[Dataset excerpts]
* * * * *
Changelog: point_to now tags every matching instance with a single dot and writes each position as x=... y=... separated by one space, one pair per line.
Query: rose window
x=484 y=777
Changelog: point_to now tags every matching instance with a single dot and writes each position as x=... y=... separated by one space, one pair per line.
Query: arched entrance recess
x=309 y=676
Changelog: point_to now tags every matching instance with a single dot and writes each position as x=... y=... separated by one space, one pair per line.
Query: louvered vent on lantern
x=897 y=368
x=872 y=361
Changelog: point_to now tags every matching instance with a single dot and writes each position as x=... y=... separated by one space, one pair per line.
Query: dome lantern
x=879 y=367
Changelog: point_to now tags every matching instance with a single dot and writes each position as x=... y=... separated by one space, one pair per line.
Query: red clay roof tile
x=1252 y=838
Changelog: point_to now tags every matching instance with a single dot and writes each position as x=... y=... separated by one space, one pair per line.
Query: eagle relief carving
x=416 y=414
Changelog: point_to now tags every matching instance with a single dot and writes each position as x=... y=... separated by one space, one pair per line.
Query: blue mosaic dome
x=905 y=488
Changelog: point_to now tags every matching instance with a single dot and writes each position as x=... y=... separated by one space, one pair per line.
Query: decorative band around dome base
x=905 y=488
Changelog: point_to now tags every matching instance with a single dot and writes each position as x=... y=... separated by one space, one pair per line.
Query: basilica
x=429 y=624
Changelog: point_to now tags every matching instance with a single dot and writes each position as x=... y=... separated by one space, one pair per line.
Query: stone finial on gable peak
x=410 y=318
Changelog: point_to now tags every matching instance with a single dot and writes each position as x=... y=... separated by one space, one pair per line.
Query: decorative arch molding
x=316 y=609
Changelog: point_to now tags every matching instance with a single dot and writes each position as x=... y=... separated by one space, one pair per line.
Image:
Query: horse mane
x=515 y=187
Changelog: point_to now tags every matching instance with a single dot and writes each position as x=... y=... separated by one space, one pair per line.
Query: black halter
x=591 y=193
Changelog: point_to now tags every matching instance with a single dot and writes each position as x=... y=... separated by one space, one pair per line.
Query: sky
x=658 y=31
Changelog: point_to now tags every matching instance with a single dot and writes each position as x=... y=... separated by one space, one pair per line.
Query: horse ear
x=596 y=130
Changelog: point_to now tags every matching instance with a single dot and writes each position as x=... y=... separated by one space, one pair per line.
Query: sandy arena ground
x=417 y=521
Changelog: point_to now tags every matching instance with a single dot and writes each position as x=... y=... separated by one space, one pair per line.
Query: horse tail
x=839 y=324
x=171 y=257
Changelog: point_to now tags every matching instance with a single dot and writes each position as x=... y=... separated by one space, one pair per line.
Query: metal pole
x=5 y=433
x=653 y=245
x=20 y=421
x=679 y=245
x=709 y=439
* * * * *
> [ACTIVITY] Repeat the whole of the data verbatim, as it reads above.

> [SOLUTION FOR THIS EXERCISE]
Changelog: point_to now tags every matching instance with a single dot and writes each position as x=... y=... separated by one space, one pair per line.
Query: rose window
x=484 y=777
Changelog: point_to now tags every matching instance with a single dot and writes each position as x=... y=... separated by one space, one pair per line.
Query: arched entrance recess
x=309 y=676
Changelog: point_to now tags every matching instance with a single dot and writes each position as x=... y=... separated by one space, one pair per line.
Query: louvered vent on lantern
x=897 y=368
x=872 y=361
Changelog: point_to now tags every matching instance with a single dot and writes each position as x=... y=... separated by one space, one pair per line.
Query: dome lantern
x=879 y=367
Changelog: point_to now tags every matching instance with a single dot and writes each position as x=... y=... separated by one space, one pair per line.
Query: red clay roof tile
x=1252 y=838
Changelog: point_to now tags every matching instance with a single dot and writes each position as x=... y=... separated by one space, one pair per line.
Query: eagle relief carving
x=416 y=414
Changelog: point_to now tags every matching instance with a single dot and writes each position as x=... y=... separated by one space, one pair per line.
Query: blue mosaic dome
x=905 y=488
Changelog: point_to now tags every matching instance with a single dot and writes each position as x=... y=... separated by one space, one pair per line.
Query: decorative band around dome base
x=905 y=488
Changelog: point_to now tags every matching instance with a single dot and writes each position as x=... y=... separated by one space, one pair per line.
Query: basilica
x=429 y=624
Changelog: point_to now tags every matching instance with a single dot and writes each position as x=... y=... separated by one space, one pair per line.
Query: stone finial on gable peak
x=410 y=318
Changelog: point_to now tags every matching instance with a single dot and writes each position as x=... y=... separated by one space, one pair per line.
Query: decorative arch molding
x=316 y=609
Changelog: point_to now tags every matching instance with a single dot and writes each position as x=... y=... separated by one space, one pair per line.
Image:
Query: horse mane
x=515 y=187
Changelog: point_to now tags every matching instance with a single dot and writes each position as x=... y=... separated by one space, one pair per line.
Query: black halter
x=591 y=193
Changelog: point_to now tags every matching instance with a single dot and writes each position as x=... y=... separated by one space, one pair per line.
Query: sky
x=658 y=31
Changelog: point_to now tags every matching instance with a single dot and writes each position as x=... y=... separated by one space, one pair per line.
Query: horse ear
x=596 y=130
Changelog: point_to now tags every matching instance with a single dot and writes each position as x=... y=... separated by one space, one pair per line.
Query: sandy arena ground
x=417 y=521
Changelog: point_to now tags every matching instance with a single dot and writes each position as x=... y=... separated by one space, one pair per line.
Query: horse tail
x=839 y=324
x=171 y=257
Changelog: point_to now tags every matching instance with a single dot and writes each position as x=... y=... separated by one space, one pair per line.
Query: metal pole
x=5 y=433
x=653 y=245
x=20 y=421
x=679 y=245
x=709 y=439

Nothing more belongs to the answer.